» TASK STATEMENT:
Extract the full listing below without altering a single character.

*** RECORDS TO PROCESS ***

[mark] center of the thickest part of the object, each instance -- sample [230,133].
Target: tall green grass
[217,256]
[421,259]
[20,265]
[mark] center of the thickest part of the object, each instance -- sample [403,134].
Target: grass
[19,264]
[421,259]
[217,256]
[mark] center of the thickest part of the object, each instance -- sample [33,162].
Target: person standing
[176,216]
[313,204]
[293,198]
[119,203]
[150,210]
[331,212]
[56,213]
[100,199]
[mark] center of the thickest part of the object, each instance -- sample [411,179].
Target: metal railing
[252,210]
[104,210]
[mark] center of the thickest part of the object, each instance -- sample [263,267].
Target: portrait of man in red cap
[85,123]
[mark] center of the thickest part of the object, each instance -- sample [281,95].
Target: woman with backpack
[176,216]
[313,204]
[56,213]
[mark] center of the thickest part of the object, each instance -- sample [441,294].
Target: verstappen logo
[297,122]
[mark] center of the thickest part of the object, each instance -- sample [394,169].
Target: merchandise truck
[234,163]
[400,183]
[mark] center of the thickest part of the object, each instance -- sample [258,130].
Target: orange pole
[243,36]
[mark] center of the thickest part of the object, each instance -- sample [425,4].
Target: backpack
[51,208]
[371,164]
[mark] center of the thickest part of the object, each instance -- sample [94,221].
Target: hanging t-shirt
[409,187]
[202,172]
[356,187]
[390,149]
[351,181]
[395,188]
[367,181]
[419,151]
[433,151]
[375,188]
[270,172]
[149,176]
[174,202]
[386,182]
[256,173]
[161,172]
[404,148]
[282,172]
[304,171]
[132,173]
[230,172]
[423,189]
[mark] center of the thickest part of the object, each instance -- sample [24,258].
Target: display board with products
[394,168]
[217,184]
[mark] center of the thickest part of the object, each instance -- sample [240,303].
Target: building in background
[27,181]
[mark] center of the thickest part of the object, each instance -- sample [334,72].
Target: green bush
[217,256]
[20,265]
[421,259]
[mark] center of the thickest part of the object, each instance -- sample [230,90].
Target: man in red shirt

***

» SOLVED PROBLEM:
[mark] center of the thickest part of the object, each instance -- sample [230,133].
Target: tall green grass
[217,256]
[421,259]
[20,265]
[mark] center of the thickest part of the object, each instance -- sample [403,134].
Target: grass
[19,264]
[421,259]
[217,256]
[mark] center of the thickest part of the object, each instance -- sample [33,162].
Target: person standing
[176,216]
[313,204]
[293,198]
[119,203]
[150,210]
[331,212]
[56,213]
[100,199]
[mark] center of the thickest part of the object, each instance -- sample [411,179].
Target: metal railing
[252,210]
[104,210]
[mark] center of the thickest part of the object, each instance -- sample [263,267].
Target: portrait of man in red cap
[85,123]
[mark] center of the thickest part of the object, each instance -- sample [281,95].
Target: woman with backpack
[176,216]
[313,204]
[56,213]
[mark] center of the thickest part of the object, each instance -- sample [441,294].
Target: verstappen logo
[297,122]
[mark] center of the thickest part of the object, each instance -- sample [394,169].
Target: merchandise truck
[234,163]
[400,183]
[mark] center of the thickest part of the object, each instance -- sample [258,130].
Target: orange pole
[243,36]
[mark] center of the thickest part of the object, each instance -- sample [425,4].
Target: backpack
[51,208]
[371,164]
[mark] center of the thickest part of the object, each instance -- sample [94,221].
Target: hanging t-shirt
[409,187]
[202,172]
[356,187]
[390,149]
[351,181]
[395,188]
[367,181]
[419,151]
[433,151]
[375,188]
[270,172]
[149,176]
[174,202]
[386,182]
[256,173]
[161,172]
[404,148]
[282,172]
[304,171]
[132,173]
[230,172]
[423,189]
[mark] center of the thickest part of the object, each instance -- sample [24,258].
Target: display board with products
[394,168]
[217,184]
[mark] center of the thickest part of the object, each instance -- sample [240,303].
Target: building in background
[27,181]
[mark] center of the thickest part of the object, each instance -- sample [334,72].
Target: green bush
[217,256]
[20,265]
[421,259]
[mark] center of the thickest part of the object, each instance -- sample [230,90].
Target: man in red shirt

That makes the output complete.